- [Problem to work on] In the email text below, list the names of the header fields in the quoted original message.

- [Selected text]
The dielectric suffered a puncture,
 but, before it settled in, it _appeared_ that
 the direction of the force may have changed.
And then again, this may be due to thrust
 from the arc....

In order to check this I will rebuild the plates
 with an extra layer ond rerun it tomorrow.

Any force realized here is miniscule at best,
 that is evident. (total mass is 1.12 kg)

> -----Original Message-----
> From: explorecraft [mailto:[EMAIL PROTECTED]
> Sent: Saturday, 2004 July 10 22:24
> To: [EMAIL PROTECTED]
> Subject: RE: Interesting Force Field Result
> 
> 
> Since this apparatus is at hand
>  (last month's focus)...
> 
> Although I have tried something like this already,
>  I will try again, as your suggestion is
>  fast-fall-time relaxation, whereas my previous
>  efforts were slow-fall time oriented.
> 
> My configuration is 15kv (NT) 50 hz
>  split rectification of one leg to alectrodes,
>  other leg to electrode center
>  (3 electrodes: 1+, 1 ac, 1-)
>  The 3 electrodes are 15x20cm aluminium foil
>   glued to 20x25x0.5 ceramic floor tiles
>   of unknown (consumer-grade) quality.
>  Plates are epoxied together to crcumvent flexure.
>  Leads are clip leads arranged loosely to supports
>   in order to observe and eliminate leain artifacts.

[Saved data entries]

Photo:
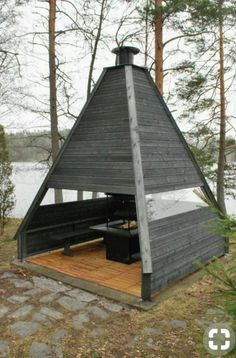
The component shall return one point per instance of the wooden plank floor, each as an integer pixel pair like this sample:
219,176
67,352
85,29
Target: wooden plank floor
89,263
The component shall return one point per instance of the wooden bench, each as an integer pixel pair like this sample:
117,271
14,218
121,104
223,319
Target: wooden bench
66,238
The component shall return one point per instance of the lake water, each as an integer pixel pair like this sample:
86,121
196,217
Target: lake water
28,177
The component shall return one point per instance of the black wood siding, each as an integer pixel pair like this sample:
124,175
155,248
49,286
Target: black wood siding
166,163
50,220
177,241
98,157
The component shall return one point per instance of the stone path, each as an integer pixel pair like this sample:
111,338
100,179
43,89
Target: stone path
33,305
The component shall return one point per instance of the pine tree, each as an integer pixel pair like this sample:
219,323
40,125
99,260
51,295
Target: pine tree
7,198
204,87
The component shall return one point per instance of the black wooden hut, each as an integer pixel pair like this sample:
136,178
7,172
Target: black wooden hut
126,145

==

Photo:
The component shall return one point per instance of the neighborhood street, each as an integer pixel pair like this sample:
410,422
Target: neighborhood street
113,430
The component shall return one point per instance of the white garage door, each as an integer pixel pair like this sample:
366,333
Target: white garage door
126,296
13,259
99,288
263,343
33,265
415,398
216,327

- [Correct result] From, Sent, To, Subject